*Data*:

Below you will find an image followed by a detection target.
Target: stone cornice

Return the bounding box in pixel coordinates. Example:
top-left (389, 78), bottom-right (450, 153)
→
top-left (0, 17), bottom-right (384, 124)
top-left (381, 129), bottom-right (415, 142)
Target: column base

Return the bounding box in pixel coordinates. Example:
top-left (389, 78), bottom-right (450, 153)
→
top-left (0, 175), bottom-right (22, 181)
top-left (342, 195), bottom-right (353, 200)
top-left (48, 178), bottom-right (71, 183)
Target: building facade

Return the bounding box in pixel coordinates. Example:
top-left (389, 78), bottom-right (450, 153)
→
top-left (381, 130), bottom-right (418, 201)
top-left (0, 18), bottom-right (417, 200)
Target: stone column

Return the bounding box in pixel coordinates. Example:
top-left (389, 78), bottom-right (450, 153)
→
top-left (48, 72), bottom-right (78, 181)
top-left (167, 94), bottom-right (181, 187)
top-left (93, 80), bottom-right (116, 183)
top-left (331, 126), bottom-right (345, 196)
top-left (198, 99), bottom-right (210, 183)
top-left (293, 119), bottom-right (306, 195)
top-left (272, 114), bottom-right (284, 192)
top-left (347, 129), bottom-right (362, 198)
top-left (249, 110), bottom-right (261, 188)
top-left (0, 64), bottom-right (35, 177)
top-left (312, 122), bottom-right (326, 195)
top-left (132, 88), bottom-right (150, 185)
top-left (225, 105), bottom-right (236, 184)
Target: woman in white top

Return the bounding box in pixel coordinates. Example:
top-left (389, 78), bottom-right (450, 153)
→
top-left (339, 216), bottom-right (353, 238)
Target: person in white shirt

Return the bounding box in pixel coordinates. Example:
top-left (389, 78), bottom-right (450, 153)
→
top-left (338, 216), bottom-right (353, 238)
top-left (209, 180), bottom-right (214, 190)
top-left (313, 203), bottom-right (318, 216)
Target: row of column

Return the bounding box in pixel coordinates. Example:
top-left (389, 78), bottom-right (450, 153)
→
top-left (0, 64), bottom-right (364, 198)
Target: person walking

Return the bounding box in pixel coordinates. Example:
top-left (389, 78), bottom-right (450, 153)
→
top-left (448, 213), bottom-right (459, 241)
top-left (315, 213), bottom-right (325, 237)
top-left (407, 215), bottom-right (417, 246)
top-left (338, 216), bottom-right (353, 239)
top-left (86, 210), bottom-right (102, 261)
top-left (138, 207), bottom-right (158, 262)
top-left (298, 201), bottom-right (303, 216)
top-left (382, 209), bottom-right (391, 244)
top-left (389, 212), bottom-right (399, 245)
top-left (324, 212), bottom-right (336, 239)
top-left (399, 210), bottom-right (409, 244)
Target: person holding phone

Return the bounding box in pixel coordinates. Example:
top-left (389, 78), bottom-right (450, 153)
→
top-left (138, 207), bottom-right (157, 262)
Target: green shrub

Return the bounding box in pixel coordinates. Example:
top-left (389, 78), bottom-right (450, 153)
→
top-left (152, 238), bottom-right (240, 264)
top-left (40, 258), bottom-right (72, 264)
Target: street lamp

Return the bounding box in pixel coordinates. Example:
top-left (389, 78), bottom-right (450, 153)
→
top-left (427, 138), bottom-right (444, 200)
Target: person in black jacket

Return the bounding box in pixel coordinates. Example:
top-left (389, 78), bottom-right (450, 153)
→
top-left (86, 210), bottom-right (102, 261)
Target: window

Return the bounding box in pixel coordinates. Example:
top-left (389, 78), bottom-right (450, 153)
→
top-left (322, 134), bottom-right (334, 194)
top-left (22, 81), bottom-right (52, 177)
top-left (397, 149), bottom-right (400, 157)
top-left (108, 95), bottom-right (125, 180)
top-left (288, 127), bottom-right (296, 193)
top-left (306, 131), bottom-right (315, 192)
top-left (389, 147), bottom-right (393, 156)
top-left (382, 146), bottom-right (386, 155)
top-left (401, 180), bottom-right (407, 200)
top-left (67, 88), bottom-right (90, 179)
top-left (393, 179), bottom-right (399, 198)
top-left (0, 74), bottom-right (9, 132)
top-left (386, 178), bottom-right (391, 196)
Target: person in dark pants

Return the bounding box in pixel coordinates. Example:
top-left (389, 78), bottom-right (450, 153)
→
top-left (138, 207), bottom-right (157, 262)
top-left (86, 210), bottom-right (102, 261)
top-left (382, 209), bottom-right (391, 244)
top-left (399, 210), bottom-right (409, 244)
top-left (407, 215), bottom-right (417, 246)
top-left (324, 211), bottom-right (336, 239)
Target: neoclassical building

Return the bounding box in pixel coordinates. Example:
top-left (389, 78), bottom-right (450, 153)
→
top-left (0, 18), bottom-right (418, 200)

*Exercise objective*: List the lines of the entries that include "person".

*Solution*:
Target: person in white shirt
Target: person walking
Target: person holding phone
Target: person in black jacket
Target: person in dark pants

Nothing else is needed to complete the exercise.